*Aim*
Extract the complete data exactly as given.

*Given data*
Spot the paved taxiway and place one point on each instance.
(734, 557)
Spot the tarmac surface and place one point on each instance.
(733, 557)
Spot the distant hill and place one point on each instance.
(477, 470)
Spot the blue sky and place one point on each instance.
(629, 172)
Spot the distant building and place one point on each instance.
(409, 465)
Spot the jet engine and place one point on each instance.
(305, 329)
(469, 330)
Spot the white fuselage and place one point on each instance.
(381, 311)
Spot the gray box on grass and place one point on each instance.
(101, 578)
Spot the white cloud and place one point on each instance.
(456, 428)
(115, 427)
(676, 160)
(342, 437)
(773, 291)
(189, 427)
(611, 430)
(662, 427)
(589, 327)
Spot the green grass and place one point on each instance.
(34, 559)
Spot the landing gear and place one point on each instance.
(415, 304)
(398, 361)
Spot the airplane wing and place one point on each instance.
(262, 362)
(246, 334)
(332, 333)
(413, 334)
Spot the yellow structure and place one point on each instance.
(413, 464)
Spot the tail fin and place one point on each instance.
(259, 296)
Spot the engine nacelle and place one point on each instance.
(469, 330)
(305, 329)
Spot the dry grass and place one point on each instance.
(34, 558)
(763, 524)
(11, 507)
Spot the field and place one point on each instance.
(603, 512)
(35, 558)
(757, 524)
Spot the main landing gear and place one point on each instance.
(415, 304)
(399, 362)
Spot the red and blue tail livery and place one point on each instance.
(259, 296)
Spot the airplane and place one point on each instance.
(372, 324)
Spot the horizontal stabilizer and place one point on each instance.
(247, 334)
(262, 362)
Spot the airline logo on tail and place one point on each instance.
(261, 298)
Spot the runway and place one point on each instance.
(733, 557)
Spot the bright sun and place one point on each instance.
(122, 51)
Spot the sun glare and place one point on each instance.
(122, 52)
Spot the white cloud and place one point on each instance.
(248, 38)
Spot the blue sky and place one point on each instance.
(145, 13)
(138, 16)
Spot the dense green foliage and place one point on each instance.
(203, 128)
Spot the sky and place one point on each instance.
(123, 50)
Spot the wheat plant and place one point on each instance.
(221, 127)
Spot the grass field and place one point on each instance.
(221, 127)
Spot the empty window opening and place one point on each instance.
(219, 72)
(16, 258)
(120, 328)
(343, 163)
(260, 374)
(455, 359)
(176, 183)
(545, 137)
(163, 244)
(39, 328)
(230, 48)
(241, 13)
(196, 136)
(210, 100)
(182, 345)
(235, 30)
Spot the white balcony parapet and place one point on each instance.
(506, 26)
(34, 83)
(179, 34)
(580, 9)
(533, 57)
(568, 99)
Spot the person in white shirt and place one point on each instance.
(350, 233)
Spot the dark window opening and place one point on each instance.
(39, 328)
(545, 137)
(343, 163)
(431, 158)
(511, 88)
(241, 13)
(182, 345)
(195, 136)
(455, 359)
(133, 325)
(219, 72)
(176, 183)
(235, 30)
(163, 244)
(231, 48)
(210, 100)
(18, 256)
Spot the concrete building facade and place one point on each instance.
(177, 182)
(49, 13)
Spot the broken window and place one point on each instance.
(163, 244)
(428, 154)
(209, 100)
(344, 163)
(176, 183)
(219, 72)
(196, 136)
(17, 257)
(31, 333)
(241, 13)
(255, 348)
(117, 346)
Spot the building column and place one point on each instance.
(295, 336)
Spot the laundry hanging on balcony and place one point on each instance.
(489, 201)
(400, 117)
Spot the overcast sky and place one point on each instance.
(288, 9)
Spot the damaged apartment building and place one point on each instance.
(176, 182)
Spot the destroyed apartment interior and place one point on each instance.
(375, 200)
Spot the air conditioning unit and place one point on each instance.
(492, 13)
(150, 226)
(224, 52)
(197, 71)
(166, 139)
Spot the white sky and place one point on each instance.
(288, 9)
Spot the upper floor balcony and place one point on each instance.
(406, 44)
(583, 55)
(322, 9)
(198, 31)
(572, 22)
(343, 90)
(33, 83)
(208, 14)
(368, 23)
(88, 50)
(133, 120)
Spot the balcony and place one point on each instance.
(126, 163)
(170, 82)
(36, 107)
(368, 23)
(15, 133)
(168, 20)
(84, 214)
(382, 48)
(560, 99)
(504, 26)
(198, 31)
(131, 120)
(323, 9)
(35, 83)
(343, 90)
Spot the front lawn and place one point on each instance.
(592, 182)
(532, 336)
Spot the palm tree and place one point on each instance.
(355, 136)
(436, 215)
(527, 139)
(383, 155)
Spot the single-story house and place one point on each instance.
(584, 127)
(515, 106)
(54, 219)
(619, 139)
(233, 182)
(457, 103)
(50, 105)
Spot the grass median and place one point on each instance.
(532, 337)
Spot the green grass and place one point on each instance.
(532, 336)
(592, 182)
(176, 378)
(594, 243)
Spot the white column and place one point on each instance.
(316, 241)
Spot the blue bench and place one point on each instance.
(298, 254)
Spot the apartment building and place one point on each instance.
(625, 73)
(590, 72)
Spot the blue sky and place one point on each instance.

*Answer in full*
Spot the paved taxiway and place one point on each instance.
(734, 557)
Spot the tarmac surface and place one point on each instance.
(733, 557)
Spot the distant hill and place one point on each instance.
(477, 470)
Spot the blue sky and place one point on each instance.
(629, 172)
Spot the distant building and place one point on each instance.
(409, 465)
Spot the jet engine and place one point on each instance.
(305, 329)
(469, 330)
Spot the white fuselage and place one point on each instance.
(381, 311)
Spot the gray box on grass and place one point on each instance.
(101, 578)
Spot the white cloud and place one point on each instance.
(456, 428)
(115, 427)
(676, 160)
(342, 437)
(773, 291)
(189, 427)
(611, 430)
(662, 427)
(589, 327)
Spot the green grass and place one point on each instance.
(34, 559)
Spot the landing gear and place one point on each instance.
(415, 304)
(398, 361)
Spot the airplane wing and place one point on each instance.
(262, 362)
(246, 334)
(332, 333)
(413, 334)
Spot the yellow structure and place one point on each instance.
(413, 464)
Spot the tail fin and place one point on each instance.
(259, 296)
Spot the engine nacelle and place one point on each instance.
(469, 330)
(305, 329)
Spot the dry grass and place one point on each instance.
(34, 558)
(763, 524)
(11, 507)
Spot the field and place one point on each instance.
(603, 512)
(35, 558)
(757, 524)
Spot the main landing gear and place one point on each instance.
(415, 304)
(399, 362)
Spot the red and blue tail livery and place one point on each instance.
(259, 296)
Spot the airplane and place one point on each instance.
(372, 324)
Spot the horizontal stabilizer and place one point on each instance.
(247, 334)
(262, 362)
Spot the airline logo on tail and place one point on each instance.
(261, 298)
Spot the runway and place one point on each instance.
(733, 557)
Spot the bright sun and place one point on each instance.
(122, 51)
Spot the sun glare and place one point on each instance.
(122, 52)
Spot the white cloud and place one point on each instance.
(248, 38)
Spot the blue sky and place one point on each instance.
(145, 13)
(138, 16)
Spot the dense green foliage and place one point on each instance.
(203, 128)
Spot the sky and place one point on each instance.
(123, 50)
Spot the wheat plant and place one point on each instance.
(221, 127)
Spot the grass field and place one point on each instance.
(221, 127)
Spot the empty window opening and place one point on each instance.
(219, 72)
(16, 258)
(120, 328)
(343, 163)
(260, 374)
(455, 359)
(176, 183)
(545, 137)
(163, 244)
(39, 328)
(230, 48)
(241, 13)
(196, 136)
(210, 100)
(182, 345)
(235, 30)
Spot the white balcony parapet and place one point on each instance.
(506, 26)
(34, 83)
(179, 34)
(580, 9)
(533, 57)
(568, 99)
Spot the person in white shirt and place one point on each instance.
(350, 233)
Spot the dark window opening and place one point on each instance.
(39, 328)
(545, 137)
(343, 163)
(431, 158)
(511, 88)
(241, 13)
(182, 345)
(195, 136)
(455, 359)
(133, 325)
(219, 72)
(176, 183)
(235, 30)
(163, 244)
(231, 48)
(210, 100)
(18, 256)
Spot the concrete building facade and place one point on each instance.
(177, 182)
(49, 13)
Spot the broken window and place one point on each instance.
(163, 244)
(428, 154)
(209, 100)
(344, 163)
(176, 183)
(219, 72)
(196, 136)
(17, 257)
(31, 333)
(241, 13)
(255, 348)
(117, 346)
Spot the building column and place one point on each instance.
(295, 336)
Spot the laundry hanging on balcony and place one point on each instance.
(489, 201)
(400, 117)
Spot the overcast sky and place one point on each instance.
(288, 9)
Spot the damaged apartment building and place one point on each instance.
(176, 182)
Spot the destroyed apartment interior and place one point on each instance.
(375, 200)
Spot the air conditioning unit and place one point on each instance.
(492, 13)
(150, 226)
(224, 52)
(197, 71)
(166, 139)
Spot the white sky and place one point on each instance.
(288, 9)
Spot the upper floor balcony and place one point on each instance.
(406, 44)
(583, 55)
(322, 9)
(198, 31)
(572, 22)
(343, 90)
(33, 83)
(208, 14)
(368, 23)
(88, 50)
(133, 120)
Spot the balcony and place one point on each instance.
(126, 163)
(170, 82)
(36, 107)
(368, 23)
(15, 133)
(168, 20)
(84, 214)
(382, 48)
(560, 99)
(504, 26)
(198, 31)
(131, 120)
(323, 9)
(35, 83)
(343, 90)
Spot the front lawn and place one point on each instance.
(592, 182)
(532, 336)
Spot the palm tree and place one point on each instance.
(355, 136)
(436, 215)
(527, 139)
(383, 155)
Spot the single-story house and place one point on each instance.
(584, 127)
(515, 106)
(54, 219)
(619, 139)
(233, 182)
(457, 103)
(50, 105)
Spot the grass median and place one point on each instance.
(532, 337)
Spot the green grass and place one point on each instance.
(532, 336)
(592, 182)
(176, 378)
(594, 243)
Spot the white column and place one point on each instance.
(316, 241)
Spot the blue bench and place one point on each instance.
(298, 254)
Spot the apartment building and place one point on each instance.
(625, 73)
(590, 72)
Spot the blue sky and place one point on each instance.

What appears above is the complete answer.